TEXT PROVIDED =>
· · · · ·
Evidence was presented upon which the jury could have found, simply, that negligence lay in Conrail's failure to add screens over the windows, or to install the windows more inventively with safety in mind — bearing in mind that trainmen riding in the cab in the weather conditions prevailing at the time of the accident need ventilation and yet must be protected from the dangers of exposure through fully-opened windows.

Morgan's contention that no evidence supports the jury's finding of 25% contributory negligence is also deficient. The jury had before it uncontradicted evidence that the window in question opened and closed freely, that when closed it was "almost bulletproof," that Morgan was aware of the danger of such vandalism, and that he even saw the youths involved in this incident some moments in advance up along the track, as the train moved toward them. There was therefore evidence to support the jury's apportionment of fault.
· · · · ·
PARTS OF THE EXERCISE =>
- a) Reproduce word for word the part of the negligence passage that begins at the words "Evidence was presented" and stops after "through fully-opened windows.".
- b) Put this sentence from the negligence passage into Spanish: "There was therefore evidence to support the jury's apportionment of fault."
Work only from the negligence passage.

EXCERPTED RECORDS =>
· · · · ·
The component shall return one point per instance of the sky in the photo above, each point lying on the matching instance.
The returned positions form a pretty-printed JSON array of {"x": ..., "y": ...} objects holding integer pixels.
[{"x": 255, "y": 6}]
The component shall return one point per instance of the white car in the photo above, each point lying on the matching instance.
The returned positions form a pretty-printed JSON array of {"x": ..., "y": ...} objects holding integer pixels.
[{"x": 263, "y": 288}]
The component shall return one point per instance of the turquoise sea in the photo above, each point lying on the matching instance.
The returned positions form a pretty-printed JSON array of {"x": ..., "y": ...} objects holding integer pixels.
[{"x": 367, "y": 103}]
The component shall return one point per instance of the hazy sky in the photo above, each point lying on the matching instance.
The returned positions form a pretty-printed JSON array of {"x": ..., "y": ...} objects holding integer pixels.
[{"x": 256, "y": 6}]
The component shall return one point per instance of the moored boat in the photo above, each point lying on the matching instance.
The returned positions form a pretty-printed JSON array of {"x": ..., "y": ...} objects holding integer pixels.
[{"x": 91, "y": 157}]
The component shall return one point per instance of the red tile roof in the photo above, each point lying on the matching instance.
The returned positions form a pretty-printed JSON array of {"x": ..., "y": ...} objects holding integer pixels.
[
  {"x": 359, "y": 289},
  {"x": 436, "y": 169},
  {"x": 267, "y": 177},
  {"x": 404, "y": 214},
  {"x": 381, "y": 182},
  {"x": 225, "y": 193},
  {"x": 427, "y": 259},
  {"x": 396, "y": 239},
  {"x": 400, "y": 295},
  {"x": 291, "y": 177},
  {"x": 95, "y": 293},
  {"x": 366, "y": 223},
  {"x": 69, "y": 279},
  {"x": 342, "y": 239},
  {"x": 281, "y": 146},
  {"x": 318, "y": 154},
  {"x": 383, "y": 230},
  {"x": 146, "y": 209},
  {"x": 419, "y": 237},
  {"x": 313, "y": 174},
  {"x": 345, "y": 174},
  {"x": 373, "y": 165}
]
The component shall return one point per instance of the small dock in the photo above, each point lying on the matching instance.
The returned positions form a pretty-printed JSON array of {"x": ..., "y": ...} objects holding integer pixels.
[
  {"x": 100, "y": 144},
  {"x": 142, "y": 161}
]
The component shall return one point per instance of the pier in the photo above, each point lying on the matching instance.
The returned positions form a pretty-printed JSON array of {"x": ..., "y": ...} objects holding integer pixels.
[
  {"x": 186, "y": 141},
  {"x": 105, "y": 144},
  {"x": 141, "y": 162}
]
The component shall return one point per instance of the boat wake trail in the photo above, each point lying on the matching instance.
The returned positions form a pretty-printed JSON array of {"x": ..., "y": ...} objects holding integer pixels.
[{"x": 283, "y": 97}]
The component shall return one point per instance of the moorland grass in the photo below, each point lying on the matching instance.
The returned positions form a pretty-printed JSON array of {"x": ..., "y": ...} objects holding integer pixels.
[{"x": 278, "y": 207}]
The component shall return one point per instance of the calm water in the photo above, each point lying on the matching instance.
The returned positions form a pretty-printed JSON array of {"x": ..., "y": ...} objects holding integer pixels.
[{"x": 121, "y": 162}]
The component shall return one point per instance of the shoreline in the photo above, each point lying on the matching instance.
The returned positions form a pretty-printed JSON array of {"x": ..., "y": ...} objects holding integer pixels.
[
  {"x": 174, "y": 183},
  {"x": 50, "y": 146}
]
· · · · ·
SOLUTIONS PER TASK =>
- a)
Evidence was presented upon which the jury could have found, simply, that negligence lay in Conrail's failure to add screens over the windows, or to install the windows more inventively with safety in mind — bearing in mind that trainmen riding in the cab in the weather conditions prevailing at the time of the accident need ventilation and yet must be protected from the dangers of exposure through fully-opened windows.

- b) Por lo tanto, existían pruebas que respaldaban la distribución de la culpa hecha por el jurado.